WHAT YOU HAVE TO DO: Return an exact transcript of the material below from the line containing "box: [1787, 1468, 1973, 1556]" through its final line, and no other lines.

DATA RECORDS:

::::::::::

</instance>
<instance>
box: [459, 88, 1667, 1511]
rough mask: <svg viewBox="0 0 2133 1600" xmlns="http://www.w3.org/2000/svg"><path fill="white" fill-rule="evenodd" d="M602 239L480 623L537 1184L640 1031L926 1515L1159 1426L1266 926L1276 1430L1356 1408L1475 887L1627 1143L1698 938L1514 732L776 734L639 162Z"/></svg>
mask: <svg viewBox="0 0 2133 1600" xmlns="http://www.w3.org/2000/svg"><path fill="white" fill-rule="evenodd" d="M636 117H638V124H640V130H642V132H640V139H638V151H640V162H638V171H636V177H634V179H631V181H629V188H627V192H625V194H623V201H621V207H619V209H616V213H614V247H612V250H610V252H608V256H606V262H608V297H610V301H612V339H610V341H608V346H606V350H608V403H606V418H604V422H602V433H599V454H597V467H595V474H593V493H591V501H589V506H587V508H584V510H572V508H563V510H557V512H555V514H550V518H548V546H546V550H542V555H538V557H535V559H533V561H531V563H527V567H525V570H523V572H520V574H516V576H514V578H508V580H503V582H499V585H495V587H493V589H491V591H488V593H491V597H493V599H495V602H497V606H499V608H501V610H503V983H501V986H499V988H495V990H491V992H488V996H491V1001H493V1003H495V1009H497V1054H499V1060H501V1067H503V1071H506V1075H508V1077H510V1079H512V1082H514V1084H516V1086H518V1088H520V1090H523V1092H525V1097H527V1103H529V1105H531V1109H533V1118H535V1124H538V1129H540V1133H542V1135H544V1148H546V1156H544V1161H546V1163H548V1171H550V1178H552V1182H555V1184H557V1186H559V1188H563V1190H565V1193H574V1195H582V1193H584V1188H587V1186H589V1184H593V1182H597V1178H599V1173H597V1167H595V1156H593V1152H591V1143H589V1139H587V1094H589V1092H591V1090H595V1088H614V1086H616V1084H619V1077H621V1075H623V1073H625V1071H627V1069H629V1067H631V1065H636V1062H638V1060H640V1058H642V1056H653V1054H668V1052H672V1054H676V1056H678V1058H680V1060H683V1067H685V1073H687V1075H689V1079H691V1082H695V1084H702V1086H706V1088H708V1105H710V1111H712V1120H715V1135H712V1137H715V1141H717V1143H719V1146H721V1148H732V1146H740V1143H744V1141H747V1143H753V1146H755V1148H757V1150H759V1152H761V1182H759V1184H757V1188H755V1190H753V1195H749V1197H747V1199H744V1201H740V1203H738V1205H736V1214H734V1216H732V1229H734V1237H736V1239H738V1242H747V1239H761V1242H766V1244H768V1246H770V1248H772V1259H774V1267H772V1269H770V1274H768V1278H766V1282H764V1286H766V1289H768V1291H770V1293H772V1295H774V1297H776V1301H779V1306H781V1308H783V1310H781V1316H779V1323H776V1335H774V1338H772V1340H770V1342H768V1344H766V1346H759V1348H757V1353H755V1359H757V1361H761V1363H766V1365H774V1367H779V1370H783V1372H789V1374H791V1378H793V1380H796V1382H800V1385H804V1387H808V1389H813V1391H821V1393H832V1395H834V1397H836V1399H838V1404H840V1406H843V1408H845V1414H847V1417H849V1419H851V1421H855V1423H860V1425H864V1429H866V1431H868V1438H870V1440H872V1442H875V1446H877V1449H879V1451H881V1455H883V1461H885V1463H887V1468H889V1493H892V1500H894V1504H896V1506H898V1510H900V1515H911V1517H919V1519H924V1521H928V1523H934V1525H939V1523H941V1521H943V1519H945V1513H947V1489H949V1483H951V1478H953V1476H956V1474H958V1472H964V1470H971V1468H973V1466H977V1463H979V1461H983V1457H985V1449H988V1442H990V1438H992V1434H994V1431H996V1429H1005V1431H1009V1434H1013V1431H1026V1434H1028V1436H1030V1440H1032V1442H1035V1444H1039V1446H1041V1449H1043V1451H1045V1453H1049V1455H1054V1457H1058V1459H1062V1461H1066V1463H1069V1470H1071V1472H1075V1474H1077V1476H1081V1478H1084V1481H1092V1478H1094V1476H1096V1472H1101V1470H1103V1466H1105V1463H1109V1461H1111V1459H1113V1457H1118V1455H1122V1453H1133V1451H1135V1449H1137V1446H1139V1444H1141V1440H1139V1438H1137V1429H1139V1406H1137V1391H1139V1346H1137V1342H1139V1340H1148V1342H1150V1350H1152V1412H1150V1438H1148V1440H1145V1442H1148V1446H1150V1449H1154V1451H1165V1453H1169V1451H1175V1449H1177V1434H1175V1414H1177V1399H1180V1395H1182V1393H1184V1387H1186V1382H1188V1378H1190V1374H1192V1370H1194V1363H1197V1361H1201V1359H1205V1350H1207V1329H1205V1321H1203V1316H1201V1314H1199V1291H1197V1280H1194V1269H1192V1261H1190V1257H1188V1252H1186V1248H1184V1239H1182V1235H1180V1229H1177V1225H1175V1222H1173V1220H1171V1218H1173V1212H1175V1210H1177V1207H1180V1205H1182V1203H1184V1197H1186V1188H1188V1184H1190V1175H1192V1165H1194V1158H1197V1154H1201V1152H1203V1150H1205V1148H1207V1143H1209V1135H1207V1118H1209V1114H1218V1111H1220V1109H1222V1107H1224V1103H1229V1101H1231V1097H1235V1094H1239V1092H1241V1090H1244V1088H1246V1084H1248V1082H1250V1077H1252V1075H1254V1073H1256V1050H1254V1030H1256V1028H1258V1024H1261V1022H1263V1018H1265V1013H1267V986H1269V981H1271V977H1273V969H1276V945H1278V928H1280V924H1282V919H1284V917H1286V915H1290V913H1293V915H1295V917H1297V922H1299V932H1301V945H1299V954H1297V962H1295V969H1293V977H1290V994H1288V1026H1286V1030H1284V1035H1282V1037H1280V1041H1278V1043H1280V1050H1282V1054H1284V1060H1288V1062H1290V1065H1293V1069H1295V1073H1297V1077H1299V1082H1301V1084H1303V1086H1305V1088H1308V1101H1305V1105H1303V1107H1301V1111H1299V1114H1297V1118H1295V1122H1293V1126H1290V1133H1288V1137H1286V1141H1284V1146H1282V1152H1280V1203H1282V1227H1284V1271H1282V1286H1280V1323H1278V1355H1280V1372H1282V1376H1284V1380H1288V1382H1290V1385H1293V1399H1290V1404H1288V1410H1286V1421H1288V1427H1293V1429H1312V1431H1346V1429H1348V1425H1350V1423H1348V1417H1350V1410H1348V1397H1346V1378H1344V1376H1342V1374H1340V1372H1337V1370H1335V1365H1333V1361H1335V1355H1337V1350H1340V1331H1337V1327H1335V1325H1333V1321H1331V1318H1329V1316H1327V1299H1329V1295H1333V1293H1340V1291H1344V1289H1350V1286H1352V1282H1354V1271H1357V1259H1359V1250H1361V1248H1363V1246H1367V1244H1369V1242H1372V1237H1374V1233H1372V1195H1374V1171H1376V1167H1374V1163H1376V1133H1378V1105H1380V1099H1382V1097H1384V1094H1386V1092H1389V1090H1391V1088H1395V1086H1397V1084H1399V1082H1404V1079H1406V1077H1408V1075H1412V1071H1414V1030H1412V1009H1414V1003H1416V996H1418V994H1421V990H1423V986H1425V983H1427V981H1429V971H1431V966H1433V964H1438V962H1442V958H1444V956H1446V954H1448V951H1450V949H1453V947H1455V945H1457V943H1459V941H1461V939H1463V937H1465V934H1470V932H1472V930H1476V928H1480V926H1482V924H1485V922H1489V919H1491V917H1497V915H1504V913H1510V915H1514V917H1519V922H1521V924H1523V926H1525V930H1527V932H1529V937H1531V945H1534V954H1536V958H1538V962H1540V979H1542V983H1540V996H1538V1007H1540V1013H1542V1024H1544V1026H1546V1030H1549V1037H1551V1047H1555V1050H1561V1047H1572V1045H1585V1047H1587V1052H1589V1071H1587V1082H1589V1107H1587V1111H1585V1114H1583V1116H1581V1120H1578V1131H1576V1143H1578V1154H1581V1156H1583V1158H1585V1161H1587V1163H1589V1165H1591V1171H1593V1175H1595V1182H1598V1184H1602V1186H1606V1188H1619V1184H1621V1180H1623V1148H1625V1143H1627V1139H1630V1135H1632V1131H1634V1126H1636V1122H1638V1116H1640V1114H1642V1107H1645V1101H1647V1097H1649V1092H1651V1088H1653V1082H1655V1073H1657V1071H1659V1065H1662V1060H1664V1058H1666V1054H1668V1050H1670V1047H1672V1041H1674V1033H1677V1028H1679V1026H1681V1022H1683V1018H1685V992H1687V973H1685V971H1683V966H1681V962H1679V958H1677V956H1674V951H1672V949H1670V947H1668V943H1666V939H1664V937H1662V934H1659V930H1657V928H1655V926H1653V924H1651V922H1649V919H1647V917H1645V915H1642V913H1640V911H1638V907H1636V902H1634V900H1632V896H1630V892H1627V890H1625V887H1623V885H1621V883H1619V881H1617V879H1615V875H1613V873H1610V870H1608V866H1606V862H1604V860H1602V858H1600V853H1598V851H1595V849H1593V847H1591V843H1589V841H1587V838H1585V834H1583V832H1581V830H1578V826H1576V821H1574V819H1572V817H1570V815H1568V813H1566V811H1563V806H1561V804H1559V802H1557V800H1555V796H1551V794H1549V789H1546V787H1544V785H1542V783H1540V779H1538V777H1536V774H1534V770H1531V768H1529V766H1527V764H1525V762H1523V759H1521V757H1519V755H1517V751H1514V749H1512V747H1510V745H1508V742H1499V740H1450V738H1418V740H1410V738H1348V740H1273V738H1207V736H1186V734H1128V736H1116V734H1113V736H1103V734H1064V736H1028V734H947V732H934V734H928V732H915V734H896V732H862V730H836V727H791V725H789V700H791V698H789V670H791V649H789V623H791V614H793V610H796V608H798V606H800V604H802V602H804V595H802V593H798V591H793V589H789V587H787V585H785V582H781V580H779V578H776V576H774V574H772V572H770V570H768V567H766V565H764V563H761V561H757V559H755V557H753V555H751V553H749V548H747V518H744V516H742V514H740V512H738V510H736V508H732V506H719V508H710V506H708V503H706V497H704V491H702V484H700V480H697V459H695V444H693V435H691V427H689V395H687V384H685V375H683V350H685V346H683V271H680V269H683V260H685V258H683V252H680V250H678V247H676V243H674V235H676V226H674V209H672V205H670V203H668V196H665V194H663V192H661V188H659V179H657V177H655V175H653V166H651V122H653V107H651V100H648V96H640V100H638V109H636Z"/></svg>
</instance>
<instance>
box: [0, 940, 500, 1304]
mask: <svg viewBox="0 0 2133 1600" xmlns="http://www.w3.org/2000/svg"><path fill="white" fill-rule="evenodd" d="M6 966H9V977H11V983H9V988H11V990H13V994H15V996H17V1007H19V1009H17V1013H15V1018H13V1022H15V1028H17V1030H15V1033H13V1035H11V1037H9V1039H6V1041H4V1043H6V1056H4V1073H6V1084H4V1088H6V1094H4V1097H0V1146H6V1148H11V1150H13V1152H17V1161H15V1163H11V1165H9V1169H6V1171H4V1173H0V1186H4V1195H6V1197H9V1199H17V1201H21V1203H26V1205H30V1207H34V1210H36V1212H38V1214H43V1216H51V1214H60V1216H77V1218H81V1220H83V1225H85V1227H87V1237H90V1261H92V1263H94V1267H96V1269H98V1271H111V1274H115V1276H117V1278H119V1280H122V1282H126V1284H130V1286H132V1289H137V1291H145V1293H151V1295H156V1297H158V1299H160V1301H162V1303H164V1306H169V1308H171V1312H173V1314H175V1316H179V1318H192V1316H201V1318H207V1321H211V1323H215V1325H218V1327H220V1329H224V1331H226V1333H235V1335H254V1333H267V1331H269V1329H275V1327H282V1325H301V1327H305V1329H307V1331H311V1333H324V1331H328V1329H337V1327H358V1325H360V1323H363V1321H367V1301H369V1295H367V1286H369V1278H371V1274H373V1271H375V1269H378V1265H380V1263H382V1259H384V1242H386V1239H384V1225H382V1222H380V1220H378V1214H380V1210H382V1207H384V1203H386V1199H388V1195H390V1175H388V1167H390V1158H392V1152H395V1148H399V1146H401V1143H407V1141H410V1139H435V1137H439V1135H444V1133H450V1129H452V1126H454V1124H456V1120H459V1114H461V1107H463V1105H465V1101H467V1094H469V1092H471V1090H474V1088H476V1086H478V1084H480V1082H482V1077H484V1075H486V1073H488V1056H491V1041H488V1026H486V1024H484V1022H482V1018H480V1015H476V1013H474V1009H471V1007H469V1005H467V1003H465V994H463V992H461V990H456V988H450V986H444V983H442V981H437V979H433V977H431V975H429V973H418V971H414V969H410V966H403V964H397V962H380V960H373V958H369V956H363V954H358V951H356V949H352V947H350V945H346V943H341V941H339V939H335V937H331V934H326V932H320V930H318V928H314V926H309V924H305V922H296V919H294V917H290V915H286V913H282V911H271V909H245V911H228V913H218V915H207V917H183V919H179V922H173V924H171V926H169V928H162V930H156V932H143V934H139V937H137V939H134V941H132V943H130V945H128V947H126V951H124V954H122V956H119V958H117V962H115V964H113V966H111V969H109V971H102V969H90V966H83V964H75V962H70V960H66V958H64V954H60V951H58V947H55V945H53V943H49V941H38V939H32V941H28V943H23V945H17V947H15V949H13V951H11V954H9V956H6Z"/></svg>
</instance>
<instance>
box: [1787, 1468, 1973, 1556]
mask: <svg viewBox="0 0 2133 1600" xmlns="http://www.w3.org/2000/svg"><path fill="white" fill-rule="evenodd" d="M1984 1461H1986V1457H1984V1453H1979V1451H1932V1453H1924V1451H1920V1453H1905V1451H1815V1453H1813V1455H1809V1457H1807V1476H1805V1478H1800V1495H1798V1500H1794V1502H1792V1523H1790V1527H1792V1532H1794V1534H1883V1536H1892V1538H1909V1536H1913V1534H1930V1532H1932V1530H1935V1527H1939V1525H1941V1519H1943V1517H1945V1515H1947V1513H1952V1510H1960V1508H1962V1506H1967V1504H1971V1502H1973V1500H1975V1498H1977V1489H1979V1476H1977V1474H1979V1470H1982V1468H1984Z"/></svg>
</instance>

::::::::::

RESPONSE TO THIS EXERCISE:
box: [1787, 1468, 1973, 1556]
mask: <svg viewBox="0 0 2133 1600" xmlns="http://www.w3.org/2000/svg"><path fill="white" fill-rule="evenodd" d="M1984 1461H1986V1457H1984V1453H1979V1451H1932V1453H1924V1451H1920V1453H1905V1451H1815V1453H1813V1455H1809V1457H1807V1476H1805V1478H1800V1495H1798V1500H1794V1502H1792V1523H1790V1527H1792V1532H1794V1534H1883V1536H1892V1538H1909V1536H1913V1534H1930V1532H1932V1530H1935V1527H1939V1525H1941V1519H1943V1517H1945V1515H1947V1513H1952V1510H1960V1508H1962V1506H1967V1504H1971V1502H1973V1500H1975V1498H1977V1489H1979V1476H1977V1474H1979V1470H1982V1468H1984Z"/></svg>
</instance>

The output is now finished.